Passage provided:
-------------------------

# Incorporate a Juice Recipe Section



## FireFly (21/4/15)

Hey there Forum Devs...,

Would it be possible / Feasible to add a proper Juice Recipe Section? With Ratings etc.
Would be far easier to locate by Flavour etc...

Much like :
http://www.planetofthevapes.co.uk/e-liquid-recipes/creamy-strawberry.html

But our own

Reactions: Like 3 | Winner 2


----------



## SamuraiTheVapor (21/4/15)

This is a great idea! 

Thank you.


----------



## WHITELABEL (21/4/15)

Nice idea @FireFly ,this poll will go a long way to gauging interest and seeing if it's feasible too.


----------



## Imthiaz Khan (21/4/15)

@FireFly, I think it's a great idea. Especially with so many forum members doing DIY.


----------



## Viper_SA (21/4/15)

I like the idea


----------



## RawRam_cpt (21/4/15)

I like it! Would definitely force me to write my recipes down... Now if you'll excuse me, I need go get back to vaping my cherry-nana-menthol-burning-tyre


----------



## rogue zombie (21/4/15)

Man, that DIY section on Planet of the Vapes is awesome!

Reactions: Agree 2


----------



## Silver (21/4/15)

-------------------------

Provided data:
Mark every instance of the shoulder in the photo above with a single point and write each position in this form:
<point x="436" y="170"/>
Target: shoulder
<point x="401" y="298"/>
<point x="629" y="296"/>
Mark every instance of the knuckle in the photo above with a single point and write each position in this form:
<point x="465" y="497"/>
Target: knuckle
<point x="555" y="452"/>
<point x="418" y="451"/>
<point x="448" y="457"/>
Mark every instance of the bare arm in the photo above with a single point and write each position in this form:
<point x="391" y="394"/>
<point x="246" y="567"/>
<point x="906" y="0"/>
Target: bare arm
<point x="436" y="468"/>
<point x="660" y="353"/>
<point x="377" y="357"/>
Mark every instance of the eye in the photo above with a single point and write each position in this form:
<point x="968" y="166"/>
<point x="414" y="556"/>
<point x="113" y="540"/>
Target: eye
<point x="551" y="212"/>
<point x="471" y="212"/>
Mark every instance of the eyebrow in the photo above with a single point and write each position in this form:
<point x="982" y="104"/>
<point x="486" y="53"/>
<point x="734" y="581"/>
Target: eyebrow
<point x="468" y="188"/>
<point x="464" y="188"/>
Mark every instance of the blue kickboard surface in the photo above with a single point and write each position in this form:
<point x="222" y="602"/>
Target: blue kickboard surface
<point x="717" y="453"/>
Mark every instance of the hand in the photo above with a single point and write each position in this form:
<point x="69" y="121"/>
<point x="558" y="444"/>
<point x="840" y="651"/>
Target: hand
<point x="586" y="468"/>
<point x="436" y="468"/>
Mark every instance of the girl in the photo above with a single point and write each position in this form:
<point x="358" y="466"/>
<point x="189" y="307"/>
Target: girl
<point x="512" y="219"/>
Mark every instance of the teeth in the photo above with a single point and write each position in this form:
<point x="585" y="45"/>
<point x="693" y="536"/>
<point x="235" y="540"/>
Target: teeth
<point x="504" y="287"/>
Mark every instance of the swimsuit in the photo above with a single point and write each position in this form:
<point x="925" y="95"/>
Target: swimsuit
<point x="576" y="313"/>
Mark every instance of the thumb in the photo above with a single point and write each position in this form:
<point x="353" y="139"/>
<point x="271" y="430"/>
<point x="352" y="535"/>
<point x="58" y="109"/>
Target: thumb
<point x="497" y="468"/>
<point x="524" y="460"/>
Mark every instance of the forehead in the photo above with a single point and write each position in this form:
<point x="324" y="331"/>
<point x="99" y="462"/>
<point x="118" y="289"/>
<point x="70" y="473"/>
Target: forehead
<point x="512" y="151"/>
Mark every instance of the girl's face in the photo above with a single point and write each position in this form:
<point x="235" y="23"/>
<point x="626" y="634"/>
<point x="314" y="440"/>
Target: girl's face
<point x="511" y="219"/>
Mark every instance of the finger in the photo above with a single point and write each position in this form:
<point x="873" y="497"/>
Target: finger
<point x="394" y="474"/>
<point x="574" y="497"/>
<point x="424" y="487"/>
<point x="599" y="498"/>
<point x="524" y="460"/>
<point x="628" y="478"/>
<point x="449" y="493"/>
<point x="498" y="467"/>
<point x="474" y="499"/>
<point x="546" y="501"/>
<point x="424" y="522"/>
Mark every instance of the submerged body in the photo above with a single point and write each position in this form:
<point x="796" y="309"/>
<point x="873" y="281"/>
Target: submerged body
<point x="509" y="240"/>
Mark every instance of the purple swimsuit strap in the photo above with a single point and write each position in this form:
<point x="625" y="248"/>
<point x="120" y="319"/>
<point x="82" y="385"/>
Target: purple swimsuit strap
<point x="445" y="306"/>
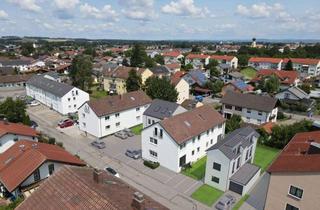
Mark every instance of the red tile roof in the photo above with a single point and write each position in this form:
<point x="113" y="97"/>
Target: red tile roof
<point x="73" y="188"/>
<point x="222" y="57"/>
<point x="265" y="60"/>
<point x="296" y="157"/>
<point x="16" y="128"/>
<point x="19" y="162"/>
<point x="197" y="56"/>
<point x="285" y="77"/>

-------------------------

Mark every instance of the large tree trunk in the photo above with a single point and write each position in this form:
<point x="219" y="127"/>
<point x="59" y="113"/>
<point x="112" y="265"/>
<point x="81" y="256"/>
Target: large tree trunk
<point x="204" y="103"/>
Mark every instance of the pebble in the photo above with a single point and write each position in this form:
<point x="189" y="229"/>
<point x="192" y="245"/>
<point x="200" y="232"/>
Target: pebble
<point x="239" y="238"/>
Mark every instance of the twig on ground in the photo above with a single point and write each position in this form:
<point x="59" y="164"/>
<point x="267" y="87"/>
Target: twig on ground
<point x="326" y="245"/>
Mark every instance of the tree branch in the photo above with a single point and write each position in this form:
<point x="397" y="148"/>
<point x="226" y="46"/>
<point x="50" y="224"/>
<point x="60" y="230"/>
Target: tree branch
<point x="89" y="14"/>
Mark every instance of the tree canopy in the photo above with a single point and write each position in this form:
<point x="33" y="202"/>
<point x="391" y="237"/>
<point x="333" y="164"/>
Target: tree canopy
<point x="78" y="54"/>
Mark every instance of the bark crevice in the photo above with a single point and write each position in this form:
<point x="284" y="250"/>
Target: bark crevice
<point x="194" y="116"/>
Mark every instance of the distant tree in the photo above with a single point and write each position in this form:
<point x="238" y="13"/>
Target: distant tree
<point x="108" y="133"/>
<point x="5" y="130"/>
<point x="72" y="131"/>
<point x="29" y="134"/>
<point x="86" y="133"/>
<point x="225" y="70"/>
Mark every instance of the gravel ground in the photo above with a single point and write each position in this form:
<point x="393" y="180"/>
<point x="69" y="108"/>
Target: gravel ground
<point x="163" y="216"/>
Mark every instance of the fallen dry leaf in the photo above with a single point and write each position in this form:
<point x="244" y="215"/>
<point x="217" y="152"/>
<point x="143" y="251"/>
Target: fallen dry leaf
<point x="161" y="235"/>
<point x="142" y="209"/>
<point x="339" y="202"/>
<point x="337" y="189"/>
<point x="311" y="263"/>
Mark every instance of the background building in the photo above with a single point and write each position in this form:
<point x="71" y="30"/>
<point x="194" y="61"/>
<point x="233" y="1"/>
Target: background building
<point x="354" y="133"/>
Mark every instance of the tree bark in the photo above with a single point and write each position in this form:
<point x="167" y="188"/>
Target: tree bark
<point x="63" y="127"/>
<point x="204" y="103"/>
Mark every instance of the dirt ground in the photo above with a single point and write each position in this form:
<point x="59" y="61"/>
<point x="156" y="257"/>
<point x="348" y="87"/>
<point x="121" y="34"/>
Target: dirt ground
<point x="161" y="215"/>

-------------------------

Aim:
In the forum thread, list every username that appears as a post heading, in the order in which they occur.

Answer to the exercise:
FireFly, SamuraiTheVapor, WHITELABEL, Imthiaz Khan, Viper_SA, RawRam_cpt, rogue zombie, Silver